Task directions: Reproduce every one of the following records verbatim, keeping each line and its order unchanged.
## START
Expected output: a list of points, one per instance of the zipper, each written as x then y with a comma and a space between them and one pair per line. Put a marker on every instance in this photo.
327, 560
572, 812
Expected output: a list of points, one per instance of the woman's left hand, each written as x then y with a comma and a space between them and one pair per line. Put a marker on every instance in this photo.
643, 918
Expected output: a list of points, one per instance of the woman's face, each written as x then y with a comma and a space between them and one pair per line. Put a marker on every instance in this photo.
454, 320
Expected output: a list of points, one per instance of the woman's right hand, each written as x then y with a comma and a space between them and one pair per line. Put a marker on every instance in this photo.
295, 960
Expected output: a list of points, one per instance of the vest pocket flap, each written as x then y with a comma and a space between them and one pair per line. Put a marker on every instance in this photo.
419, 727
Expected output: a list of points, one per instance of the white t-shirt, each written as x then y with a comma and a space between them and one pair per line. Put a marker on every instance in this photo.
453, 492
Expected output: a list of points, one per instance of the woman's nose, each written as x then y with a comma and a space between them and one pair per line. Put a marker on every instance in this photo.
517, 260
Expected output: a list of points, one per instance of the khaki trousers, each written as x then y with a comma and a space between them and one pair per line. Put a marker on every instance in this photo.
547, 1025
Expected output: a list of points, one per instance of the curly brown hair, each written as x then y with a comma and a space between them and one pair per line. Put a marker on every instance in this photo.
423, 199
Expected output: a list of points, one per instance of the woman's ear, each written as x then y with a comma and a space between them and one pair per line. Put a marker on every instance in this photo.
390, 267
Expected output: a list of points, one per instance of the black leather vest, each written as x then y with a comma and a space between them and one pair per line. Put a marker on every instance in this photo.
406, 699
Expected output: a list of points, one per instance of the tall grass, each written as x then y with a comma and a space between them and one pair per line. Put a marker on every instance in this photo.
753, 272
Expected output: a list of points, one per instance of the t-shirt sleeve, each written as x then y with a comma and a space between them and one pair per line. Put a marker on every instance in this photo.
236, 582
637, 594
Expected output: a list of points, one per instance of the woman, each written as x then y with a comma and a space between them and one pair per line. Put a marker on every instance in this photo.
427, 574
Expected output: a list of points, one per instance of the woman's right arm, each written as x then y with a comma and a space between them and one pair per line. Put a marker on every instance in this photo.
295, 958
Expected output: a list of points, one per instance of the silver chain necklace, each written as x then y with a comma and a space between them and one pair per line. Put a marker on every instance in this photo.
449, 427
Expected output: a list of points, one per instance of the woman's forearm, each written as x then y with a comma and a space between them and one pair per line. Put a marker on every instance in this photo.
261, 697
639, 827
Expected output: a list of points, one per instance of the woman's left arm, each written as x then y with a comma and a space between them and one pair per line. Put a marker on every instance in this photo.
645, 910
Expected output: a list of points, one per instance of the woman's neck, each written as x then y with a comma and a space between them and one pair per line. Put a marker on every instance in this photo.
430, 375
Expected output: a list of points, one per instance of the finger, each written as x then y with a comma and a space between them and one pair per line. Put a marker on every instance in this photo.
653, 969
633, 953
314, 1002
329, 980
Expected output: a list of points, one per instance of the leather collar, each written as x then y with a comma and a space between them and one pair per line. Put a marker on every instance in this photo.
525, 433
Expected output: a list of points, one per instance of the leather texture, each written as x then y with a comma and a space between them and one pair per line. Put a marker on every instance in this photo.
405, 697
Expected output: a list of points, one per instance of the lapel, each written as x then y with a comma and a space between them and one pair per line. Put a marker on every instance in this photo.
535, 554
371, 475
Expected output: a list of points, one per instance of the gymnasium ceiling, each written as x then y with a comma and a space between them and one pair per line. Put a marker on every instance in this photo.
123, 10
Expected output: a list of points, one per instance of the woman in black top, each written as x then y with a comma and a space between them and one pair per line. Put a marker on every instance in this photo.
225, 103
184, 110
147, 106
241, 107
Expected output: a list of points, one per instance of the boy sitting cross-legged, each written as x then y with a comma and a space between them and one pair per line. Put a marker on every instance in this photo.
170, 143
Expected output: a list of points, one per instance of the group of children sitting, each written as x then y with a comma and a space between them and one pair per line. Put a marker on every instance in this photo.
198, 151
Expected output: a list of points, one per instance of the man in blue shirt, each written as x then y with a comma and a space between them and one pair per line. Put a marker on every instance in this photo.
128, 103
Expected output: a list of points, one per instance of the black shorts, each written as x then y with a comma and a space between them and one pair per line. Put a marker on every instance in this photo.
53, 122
## END
Solution to the problem:
Expected output: a list of points, one per instance of the zipper, each written as x then y with a comma and a space between them and one pair per line. Put a marker on every instance in this photo.
327, 560
572, 812
Expected output: a list of points, one per instance of the woman's left hand, each written as x then y with a comma and a space between them and one pair per line. Put a marker on every instance in this photo.
643, 918
Expected output: a list of points, one per instance of the woman's face, each written as x then y with a comma and a space between them and one pair per line. Put a marker on every instance in this photo.
454, 320
Expected output: a list of points, one per instance of the woman's right hand, each written as x then y with a comma and a space between them and one pair per line. Put a marker on every instance in this photo.
295, 960
Expected output: a list of points, one per instance of the vest pocket flap, each written as x then y with a comma and a space between them and one pair per line. Put a marker on every instance in this photo.
419, 727
Expected output: a list of points, one per instance of the white t-shirt, each written as x then y with a comma and a space between them and one pair per line. Put a marker on every instance in this photo.
453, 492
Expected output: a list of points, one per instance of the woman's nose, each written as x then y with a comma and a space between them and one pair per line. Put a marker on every instance in this photo.
517, 260
Expected output: a list of points, one per instance of the khaki trousers, each written as x then y with a comma and a space between them and one pair per line. Put a marker on every instance in this photo.
547, 1025
Expected output: a list of points, one per instance of the curly brown hair, each written as x then y with a comma and a space between them and one pair per line. Put a marker on every instance in this photo.
423, 199
Expected output: a list of points, one per instance of the woman's ear, each written as x then y with a comma and a space between them and one pair per line. Put a marker on every instance in this photo.
390, 267
Expected output: a list of points, one per instance of the black leather vest, each written as x then y with a comma and a space between them and one pair per line. Put a marker on every instance in this photo.
406, 699
Expected output: a list of points, one per instance of the tall grass, each written as x then y with a comma and a space between them and one pair per line. Put a marker on every instance in this photo.
753, 272
Expected output: a list of points, one per instance of the t-shirt sleeve, each written as x then y with a comma and a space between them and one pair per line. Put a marker on every instance in this photo.
236, 582
637, 594
Expected output: a list of points, one per instance of the woman, each written as x then y with a comma and a space between them and one pair per line. Put a marker on every instance in this photo.
427, 574
Expected output: a list of points, one per instance of the woman's right arm, each written as x then y with a comma and a space between them and one pair per line. Put a marker on every instance in this photo.
295, 958
Expected output: a list of points, one per instance of the silver chain necklace, each written as x then y with a comma and a space between them and one pair per line. Put a marker on every instance in this photo.
449, 427
Expected output: a list of points, one per instance of the woman's forearm, each written as x then y with a comma and a space between them and one pair per line. Put a marker on every instance in this photo.
261, 697
639, 827
Expected output: a list of points, one per instance of the woman's left arm, each written as x then y with a comma and a space between them and one pair per line. Put a marker on every instance in this photo.
645, 910
Expected output: a list of points, one per instance of the woman's neck, each written as x then y with a comma and a space between them and one pair per line. Put a marker on every instance in this photo.
430, 375
Expected output: a list of points, one per instance of the finger, each written as x then y with a comma and a space between them and one pair per line. Put a marker on every instance in this photo.
653, 969
633, 953
314, 1002
329, 980
Expected output: a list of points, one per instance of the leather collar, each written as x then y with a comma and a space between them and one pair per line. Put a marker on every instance in this photo.
525, 433
Expected output: a list of points, one per instance of the leather texture, each written as x then y with a comma and a space between them and one pair per line. Put a marker on every instance in this photo.
405, 697
Expected output: a list of points, one per instance of the lapel, each written as x then y with a comma and a space between them and one pair per line. Put a marker on every instance in this photo.
535, 554
371, 475
Expected output: a list of points, one per instance of the gymnasium ceiling, each written as x then y with a comma and a space between them and one pair per line. Put a marker on every instance in this photo.
123, 10
Expected output: a list of points, one per instance of the woman in black top, each written as x then y with a comma and a space between them and one pair per line. Put a marker on every instance in this photo.
225, 103
184, 110
147, 106
241, 107
Expected output: a list of points, one per instance of the boy sitting cross-legged, each written as x then y with a comma and a space between them and one pair per line. Put a marker on every instance in this photo.
170, 143
Expected output: a list of points, one per instance of the group of children sitting, each written as x then y with a comma and a space between them and one pair per line. Put a marker on every instance in this photo.
198, 151
Expected output: a list of points, one per instance of the man in blue shirt, each written as x then y with a comma and a space between them and one pair per line. Put a marker on every instance in this photo.
128, 103
Expected output: a list of points, one per instance of the black shorts, each written as x then y with a comma and a space between them and one pair per line. Put a marker on every instance in this photo.
53, 122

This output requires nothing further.